# START OF PAGE
Sunday, January 27, 2013

The Old Ways


I received The Old Ways by Robert Macfarlane for my birthday in November from a brother who shares my interest in walking and walking in Britain in particular.  I loved it, though I definitely liked some chapters better than others.  Also, this is one of those books that is best read one chapter and at time--meaning, read a chapter, digest it, give the book a rest for a day or two, then read another chapter.  Each chapter is too distinct, and each locale with its stories, people, history, and landscape deserves its own space to be enjoyed, pondered, and absorbed.  That's the way I read the book anyway.

Macfarlane has an immense vocabulary, and I found myself reaching for my iphone to look up words regularly. I also found myself looking up the artists, writers, voyagers, and other notable personalities that figure throughout the book.  In particular, he charts the course of Edward Thomas, a WWI English poet, who I had never heard of, despite being a friend of Robert Frost and as such intimately tied to the creation of Frost's great poem, The Road Not Taken

I had assumed I would come away from reading The Old Ways with a list of walks that I had to do.  While I did garner a couple for my list, most of the walks were in places too remote or too strenous for the likes of me.

I loved Macfarlane's turn of phrase and felt that his eloquent weaving of words made the reading of this book well worth the effort.
# END OF PAGE
# START OF LISTED ENTRIES
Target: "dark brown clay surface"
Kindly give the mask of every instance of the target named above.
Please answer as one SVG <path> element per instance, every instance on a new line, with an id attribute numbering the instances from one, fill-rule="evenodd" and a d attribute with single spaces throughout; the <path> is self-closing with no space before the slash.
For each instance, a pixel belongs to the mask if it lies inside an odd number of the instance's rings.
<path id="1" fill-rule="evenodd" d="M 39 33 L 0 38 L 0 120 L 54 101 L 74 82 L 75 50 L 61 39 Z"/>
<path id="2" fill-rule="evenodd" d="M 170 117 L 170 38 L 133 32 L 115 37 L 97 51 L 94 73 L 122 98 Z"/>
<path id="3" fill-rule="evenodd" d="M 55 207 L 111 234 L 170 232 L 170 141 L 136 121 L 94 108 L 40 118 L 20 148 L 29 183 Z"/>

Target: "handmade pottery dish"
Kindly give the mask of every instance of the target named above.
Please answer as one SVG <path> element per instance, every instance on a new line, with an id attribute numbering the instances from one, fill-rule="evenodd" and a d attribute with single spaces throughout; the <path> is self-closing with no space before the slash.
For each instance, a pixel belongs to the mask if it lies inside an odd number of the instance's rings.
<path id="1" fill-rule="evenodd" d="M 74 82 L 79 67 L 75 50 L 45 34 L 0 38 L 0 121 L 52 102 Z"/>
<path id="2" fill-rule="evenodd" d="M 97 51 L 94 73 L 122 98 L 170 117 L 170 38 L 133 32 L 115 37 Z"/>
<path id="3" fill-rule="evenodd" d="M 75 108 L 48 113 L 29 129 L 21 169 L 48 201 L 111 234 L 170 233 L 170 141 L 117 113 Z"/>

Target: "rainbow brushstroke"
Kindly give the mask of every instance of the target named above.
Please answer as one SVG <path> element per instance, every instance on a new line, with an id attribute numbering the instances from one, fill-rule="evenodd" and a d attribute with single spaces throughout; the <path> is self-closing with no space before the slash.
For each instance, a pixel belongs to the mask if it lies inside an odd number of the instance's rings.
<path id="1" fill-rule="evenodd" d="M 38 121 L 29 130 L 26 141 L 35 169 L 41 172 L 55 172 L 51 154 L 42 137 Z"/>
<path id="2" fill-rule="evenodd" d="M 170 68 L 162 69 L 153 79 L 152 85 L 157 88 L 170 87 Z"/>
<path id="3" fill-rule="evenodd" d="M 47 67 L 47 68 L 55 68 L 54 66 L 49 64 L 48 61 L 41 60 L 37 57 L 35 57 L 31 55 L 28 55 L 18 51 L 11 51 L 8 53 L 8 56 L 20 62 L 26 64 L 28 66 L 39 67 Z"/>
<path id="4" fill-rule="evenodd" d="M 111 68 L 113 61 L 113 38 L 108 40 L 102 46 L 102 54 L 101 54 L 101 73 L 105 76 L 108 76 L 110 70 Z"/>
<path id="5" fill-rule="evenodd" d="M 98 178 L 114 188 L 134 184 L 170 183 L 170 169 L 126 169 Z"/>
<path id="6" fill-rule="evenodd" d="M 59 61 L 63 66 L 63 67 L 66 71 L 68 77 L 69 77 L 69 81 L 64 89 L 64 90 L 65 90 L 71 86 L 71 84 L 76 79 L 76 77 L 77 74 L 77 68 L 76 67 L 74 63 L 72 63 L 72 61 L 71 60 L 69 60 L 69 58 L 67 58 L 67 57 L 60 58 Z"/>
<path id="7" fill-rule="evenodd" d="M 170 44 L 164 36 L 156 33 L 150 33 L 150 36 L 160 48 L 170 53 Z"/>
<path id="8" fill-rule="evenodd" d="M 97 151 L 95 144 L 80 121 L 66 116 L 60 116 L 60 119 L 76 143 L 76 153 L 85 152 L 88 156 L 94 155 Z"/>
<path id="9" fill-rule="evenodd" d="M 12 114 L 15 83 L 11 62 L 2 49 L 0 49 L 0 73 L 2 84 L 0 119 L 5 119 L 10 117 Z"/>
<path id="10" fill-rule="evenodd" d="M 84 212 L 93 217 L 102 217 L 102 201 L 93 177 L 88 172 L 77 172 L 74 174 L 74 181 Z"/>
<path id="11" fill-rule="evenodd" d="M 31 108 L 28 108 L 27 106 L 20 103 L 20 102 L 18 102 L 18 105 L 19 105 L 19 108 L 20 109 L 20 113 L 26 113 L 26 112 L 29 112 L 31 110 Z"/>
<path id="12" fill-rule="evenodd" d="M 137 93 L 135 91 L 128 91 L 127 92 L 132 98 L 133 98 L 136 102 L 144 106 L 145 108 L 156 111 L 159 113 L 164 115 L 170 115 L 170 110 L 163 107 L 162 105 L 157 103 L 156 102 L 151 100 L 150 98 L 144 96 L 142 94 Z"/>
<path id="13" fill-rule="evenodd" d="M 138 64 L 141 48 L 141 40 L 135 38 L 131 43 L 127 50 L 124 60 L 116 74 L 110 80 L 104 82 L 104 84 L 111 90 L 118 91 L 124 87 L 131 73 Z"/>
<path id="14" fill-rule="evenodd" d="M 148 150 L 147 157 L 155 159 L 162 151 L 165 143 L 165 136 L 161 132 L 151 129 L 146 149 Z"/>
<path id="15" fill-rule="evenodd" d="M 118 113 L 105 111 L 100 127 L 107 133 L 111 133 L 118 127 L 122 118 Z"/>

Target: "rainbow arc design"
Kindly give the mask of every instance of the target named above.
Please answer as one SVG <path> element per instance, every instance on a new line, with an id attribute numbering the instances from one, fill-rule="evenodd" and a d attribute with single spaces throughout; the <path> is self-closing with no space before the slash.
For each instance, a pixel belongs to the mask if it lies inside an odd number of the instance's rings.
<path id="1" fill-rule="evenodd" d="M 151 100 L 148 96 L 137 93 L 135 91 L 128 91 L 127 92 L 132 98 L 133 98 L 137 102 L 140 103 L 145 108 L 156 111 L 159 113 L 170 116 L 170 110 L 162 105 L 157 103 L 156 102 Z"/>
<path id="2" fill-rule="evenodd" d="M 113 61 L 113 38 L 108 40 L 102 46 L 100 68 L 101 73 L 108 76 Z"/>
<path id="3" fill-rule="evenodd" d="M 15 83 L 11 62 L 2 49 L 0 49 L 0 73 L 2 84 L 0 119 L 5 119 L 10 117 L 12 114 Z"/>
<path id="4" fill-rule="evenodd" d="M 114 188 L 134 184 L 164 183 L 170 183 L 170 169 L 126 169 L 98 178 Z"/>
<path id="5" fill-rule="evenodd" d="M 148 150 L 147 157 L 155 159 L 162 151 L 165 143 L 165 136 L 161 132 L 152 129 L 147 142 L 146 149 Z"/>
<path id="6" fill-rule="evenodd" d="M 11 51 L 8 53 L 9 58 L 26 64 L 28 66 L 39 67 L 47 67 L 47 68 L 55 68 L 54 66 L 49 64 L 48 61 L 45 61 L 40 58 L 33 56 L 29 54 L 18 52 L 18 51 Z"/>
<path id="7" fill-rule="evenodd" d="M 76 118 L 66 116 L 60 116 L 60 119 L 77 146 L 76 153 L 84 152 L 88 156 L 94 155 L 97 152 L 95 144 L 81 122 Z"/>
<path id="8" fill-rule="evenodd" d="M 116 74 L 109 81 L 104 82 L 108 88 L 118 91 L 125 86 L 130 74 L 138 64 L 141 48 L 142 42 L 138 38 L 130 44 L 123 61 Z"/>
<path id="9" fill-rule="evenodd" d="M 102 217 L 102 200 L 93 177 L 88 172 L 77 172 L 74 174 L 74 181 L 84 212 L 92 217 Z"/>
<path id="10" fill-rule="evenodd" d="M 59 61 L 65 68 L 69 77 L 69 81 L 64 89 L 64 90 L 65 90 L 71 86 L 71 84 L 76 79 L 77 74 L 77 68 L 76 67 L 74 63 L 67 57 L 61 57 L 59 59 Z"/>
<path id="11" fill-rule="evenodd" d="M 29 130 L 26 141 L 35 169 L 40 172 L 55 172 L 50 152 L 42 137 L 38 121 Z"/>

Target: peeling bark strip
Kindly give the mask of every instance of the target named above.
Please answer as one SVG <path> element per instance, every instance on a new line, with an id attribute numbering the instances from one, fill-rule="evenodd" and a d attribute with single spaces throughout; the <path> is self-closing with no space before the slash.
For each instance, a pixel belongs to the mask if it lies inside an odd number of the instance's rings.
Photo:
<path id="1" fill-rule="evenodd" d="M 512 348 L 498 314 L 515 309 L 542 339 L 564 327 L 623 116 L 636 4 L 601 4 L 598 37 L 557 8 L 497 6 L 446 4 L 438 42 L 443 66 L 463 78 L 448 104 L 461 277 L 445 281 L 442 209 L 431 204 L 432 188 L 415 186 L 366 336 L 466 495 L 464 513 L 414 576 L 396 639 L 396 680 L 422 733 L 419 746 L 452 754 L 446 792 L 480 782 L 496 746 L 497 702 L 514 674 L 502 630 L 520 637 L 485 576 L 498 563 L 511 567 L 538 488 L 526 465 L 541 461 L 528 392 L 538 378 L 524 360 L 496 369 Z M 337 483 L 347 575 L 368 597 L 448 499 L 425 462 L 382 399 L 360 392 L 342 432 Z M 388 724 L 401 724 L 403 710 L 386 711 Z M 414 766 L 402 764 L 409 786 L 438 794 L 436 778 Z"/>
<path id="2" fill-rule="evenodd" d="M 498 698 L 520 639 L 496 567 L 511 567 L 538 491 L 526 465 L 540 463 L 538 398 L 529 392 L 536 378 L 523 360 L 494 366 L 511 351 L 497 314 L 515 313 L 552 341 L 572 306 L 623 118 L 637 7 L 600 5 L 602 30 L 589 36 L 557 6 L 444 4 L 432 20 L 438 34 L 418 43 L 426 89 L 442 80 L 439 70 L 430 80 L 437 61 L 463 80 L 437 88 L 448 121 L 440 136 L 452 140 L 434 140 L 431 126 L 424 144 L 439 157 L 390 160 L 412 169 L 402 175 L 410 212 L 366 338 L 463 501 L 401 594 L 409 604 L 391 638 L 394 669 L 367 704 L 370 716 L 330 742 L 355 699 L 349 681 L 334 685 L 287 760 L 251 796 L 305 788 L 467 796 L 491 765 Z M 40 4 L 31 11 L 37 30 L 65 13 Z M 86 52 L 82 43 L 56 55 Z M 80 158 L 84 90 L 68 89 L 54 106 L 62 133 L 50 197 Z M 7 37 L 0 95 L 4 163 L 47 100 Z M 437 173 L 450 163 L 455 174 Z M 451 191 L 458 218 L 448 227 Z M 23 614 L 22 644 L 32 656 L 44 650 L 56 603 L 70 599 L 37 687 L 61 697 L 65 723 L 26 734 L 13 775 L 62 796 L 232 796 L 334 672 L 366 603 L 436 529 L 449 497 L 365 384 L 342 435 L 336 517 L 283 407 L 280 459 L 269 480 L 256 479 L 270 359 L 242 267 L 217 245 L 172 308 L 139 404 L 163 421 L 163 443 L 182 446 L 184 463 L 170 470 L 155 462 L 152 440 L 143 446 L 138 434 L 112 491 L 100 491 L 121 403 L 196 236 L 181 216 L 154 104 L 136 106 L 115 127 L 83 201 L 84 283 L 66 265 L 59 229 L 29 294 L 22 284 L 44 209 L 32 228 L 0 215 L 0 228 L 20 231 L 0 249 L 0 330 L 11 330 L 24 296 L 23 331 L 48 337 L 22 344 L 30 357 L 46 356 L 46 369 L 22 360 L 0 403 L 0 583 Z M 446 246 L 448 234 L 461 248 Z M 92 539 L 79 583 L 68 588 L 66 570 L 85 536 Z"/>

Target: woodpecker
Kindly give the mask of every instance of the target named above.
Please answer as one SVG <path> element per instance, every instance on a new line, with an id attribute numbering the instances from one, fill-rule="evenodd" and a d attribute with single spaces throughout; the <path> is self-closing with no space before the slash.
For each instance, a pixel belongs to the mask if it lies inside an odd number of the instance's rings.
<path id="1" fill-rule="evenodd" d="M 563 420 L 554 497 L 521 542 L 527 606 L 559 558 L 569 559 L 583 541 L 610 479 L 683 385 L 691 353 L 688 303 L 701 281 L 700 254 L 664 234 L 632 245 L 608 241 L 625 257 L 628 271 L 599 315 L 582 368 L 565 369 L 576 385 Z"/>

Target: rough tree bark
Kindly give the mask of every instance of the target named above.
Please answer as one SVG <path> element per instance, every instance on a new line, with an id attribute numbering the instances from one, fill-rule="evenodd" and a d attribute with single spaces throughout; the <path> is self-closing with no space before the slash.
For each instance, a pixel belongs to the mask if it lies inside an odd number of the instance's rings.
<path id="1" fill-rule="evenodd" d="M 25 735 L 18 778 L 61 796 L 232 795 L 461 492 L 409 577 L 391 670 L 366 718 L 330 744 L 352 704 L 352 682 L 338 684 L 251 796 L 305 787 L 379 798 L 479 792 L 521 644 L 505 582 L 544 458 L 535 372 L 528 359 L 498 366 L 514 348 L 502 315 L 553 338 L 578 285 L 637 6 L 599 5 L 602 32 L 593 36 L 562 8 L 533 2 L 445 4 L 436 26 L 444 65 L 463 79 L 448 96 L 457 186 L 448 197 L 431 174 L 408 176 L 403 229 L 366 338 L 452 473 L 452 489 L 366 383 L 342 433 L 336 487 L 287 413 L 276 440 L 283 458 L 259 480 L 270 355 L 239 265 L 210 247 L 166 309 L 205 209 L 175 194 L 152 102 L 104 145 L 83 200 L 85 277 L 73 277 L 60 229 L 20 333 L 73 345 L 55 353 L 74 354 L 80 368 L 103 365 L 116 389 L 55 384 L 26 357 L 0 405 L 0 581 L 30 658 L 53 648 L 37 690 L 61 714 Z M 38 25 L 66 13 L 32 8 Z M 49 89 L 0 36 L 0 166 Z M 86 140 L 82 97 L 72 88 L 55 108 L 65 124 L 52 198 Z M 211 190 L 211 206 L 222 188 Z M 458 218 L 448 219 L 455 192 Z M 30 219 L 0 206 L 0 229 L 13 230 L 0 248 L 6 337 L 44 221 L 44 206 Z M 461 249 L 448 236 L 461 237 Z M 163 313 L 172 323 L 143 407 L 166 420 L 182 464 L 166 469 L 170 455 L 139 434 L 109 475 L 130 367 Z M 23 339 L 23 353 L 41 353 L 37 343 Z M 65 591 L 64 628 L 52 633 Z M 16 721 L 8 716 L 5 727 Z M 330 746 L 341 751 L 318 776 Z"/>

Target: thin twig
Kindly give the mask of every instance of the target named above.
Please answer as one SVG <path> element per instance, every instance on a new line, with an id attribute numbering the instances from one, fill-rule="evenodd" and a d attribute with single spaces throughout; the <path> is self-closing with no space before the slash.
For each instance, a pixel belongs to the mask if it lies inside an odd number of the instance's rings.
# END OF LISTED ENTRIES
### EXERCISE 1:
Write out the part of the review of The Old Ways starting with "I received The" and going on through "the book anyway.".
### EXERCISE 2:
Write what comes next in the review of The Old Ways, picking up after its final sentence.
The entries have no connection to the review of The Old Ways.

### WRITTEN ANSWER 1:
I received The Old Ways by Robert Macfarlane for my birthday in November from a brother who shares my interest in walking and walking in Britain in particular.  I loved it, though I definitely liked some chapters better than others.  Also, this is one of those books that is best read one chapter and at time--meaning, read a chapter, digest it, give the book a rest for a day or two, then read another chapter.  Each chapter is too distinct, and each locale with its stories, people, history, and landscape deserves its own space to be enjoyed, pondered, and absorbed.  That's the way I read the book anyway.

### WRITTEN ANSWER 2:
In the chapter titled "Granite," Macfarlane talks about Nan Shepherd's book The Living Mountain, which I've ordered from Amazon for reading later this year, and he says:

On foot for hour after hour, wrote Shepherd, one 'walks the flesh transparent'. 'On the mountain,' she remarks in the closing sentences of The Living Mountain, 'I am beyond desire.  It is not ecstasy...I am not out of myself, but in myself. I am.' This was her version of Descartes's cognito: I walk therefore I am. She celebrated the metaphysical rhythm of the pedestrian, the iamb of the 'I am', the beat of the placed and lifted foot.

I love that--the metaphysical rhythm of the pedestrian--the iamb of the 'I am'--the beat of the placed and lifted foot.

It's like breathing.

If you're not up for a whole book like this, I suggest this wonderful article by Macfarlane, published in The Guardian, June 2012: Rites of way: behind the pilgrimage revival

It's a great article in and of itself, but also encapsulates some of the themes and ideas explored more fully in The Old Ways.


5 comments:

  1. I love walking. I have never been to the UK but there must be so many terrific places to walk. Some of the remote walks that you refrence in this book sound fascinating.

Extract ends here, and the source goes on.